--- BEGIN Page text ---

I completely agree with this. The interactions between the D module system  
and D toolchain are utterly confusing to newcomers, especially those from  
other C-like languages. There are better ways, see .NET Assemblies and  
Pascal Units. These problems were solved decades ago. Why are we still  
using 40-year-old paradigms?

  >Per Adam's
 post, the issue is tied to DMD's use of OMF/optlink which we all would
 like to get rid of anyway. Once we're in proper COFF land, couldn't we
 just store the required metadata (binary AST?) in special sections in
 the object files themselves?

 Seconded. At least lexed form could be very compact, I recall early  
 compressors tried doing the Huffman thing on source code tokens with a  
 certain success.

I don't see the value of compression. Lexing would already reduce the size  
significantly and compression would only add to processing times. Disk is  
cheap.

Beyond that though, this is absolutely the direction D must head in. In my  
mind the DI generation patch was mostly just a stop-gap to bring DI-gen  
up-to-date with the current system thereby giving us enough time to tackle  
the (admittedly huge) task of building COFF into the backend, emitting the  
lexed source into a special section and then giving the compiler *AND*  
linker the ability to read out the source. For example the giving the  
linker the ability to read out source code essentially requires a  
brand-new linker. Although, it is my personal opinion that the linker  
should be integrated with the compiler and done as one step, this way the  
linker could have intimate knowledge of the source and would enable some  
spectacular LTO options. If only DMD were written in D, then we could  
really open the compile speed throttles with an MT build model...

 Another related question - AFAIK the LLVM folks did/are doing work to
 make their implementation less platform-depended. Could we leverage this
 in ldc to store LLVM bit code as D libs which still retain enough info
 for the compiler to replace header files?

--- END Page text ---

[Given problem A]: Update the records from the line with "Where can the steel" to the line with "x=58, y=368", replacing "steel trellis beam" with "iron lattice girder" and keeping everything else the same. Return only those lines.

--- BEGIN Data records ---

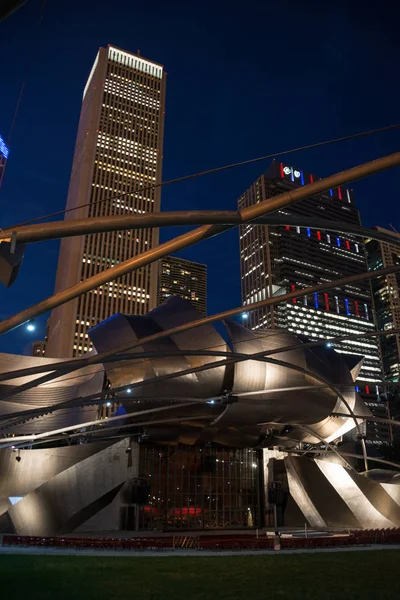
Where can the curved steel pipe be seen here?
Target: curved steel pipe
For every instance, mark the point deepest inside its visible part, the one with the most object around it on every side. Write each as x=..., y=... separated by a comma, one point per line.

--- END Data records ---
--- BEGIN Data records ---

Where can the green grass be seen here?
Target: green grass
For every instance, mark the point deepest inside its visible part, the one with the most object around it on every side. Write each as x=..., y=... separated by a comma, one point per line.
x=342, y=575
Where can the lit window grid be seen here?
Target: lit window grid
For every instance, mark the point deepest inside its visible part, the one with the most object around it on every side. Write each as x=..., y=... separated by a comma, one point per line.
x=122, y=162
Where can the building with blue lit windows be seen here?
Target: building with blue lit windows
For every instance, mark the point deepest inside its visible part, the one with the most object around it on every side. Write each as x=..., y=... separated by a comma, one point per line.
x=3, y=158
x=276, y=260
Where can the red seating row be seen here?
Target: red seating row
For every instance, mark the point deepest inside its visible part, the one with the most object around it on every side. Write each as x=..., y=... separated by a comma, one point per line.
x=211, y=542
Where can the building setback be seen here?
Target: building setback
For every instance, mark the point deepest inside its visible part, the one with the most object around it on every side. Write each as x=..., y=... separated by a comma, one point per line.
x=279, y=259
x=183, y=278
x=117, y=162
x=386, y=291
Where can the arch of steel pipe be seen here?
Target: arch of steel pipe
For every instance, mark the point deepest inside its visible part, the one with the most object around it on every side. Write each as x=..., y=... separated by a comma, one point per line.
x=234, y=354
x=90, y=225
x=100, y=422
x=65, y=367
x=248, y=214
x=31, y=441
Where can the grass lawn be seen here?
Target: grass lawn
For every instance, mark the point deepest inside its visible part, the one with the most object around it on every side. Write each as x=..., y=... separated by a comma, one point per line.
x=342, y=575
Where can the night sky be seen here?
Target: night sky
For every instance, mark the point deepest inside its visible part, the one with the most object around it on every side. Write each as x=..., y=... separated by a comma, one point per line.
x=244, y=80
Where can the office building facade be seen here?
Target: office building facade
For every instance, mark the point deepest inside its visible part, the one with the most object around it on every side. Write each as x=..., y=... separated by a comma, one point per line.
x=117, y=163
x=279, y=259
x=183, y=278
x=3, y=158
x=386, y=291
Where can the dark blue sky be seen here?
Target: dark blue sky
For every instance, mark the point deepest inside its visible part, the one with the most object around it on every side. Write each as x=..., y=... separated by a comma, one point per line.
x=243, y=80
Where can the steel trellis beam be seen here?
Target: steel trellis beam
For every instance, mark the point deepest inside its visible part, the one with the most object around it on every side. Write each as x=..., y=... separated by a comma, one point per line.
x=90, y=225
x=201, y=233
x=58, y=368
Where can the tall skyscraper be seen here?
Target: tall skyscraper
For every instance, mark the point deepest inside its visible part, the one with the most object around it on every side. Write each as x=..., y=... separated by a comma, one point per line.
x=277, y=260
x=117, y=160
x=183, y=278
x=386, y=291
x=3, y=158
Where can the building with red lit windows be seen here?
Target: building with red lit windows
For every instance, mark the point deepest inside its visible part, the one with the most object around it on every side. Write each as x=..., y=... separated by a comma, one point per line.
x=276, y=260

--- END Data records ---
--- BEGIN Data records ---

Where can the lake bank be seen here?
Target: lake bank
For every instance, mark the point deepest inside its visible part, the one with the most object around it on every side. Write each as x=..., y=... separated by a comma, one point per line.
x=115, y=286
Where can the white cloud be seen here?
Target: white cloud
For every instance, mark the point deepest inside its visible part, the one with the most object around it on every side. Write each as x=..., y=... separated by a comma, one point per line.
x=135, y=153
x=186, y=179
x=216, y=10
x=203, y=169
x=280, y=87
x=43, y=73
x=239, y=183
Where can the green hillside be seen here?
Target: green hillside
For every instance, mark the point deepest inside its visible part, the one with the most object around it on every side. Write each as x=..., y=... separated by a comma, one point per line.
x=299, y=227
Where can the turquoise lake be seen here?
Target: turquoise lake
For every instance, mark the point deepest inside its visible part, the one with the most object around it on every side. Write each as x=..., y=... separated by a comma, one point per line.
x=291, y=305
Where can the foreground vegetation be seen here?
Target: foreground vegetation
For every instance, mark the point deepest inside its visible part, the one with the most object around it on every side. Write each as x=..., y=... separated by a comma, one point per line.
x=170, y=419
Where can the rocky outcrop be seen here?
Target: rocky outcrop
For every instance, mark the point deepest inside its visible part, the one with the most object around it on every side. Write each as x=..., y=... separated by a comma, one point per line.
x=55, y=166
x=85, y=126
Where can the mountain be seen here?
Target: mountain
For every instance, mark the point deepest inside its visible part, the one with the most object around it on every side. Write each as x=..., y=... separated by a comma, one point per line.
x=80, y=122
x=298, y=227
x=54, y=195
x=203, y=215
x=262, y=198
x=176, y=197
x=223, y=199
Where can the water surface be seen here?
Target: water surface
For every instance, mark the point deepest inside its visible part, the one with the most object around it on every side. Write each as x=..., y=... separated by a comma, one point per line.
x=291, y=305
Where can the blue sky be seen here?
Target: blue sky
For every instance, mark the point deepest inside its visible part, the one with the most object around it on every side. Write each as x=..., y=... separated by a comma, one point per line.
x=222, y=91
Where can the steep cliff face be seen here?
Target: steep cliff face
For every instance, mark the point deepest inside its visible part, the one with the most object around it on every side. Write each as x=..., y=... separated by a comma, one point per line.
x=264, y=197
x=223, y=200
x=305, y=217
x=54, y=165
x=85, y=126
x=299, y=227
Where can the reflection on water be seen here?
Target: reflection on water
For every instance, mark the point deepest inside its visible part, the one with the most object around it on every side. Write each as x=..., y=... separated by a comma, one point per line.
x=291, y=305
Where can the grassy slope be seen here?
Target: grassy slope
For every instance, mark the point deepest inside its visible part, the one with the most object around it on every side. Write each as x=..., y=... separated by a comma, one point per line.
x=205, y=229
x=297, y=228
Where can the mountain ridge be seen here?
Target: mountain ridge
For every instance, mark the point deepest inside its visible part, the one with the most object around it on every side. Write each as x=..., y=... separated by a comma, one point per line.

--- END Data records ---

[Given problem B]: According to the forum thread, what does Adam's post say the issue is tied to?

[Complete answer A]:
Where can the iron lattice girder be seen here?
Target: iron lattice girder
For every instance, mark the point deepest inside its visible part, the one with the most object around it on every side. Write each as x=..., y=... separated by a comma, one point per line.
x=90, y=225
x=201, y=233
x=58, y=368

[Complete answer B]: DMD's use of OMF/optlink.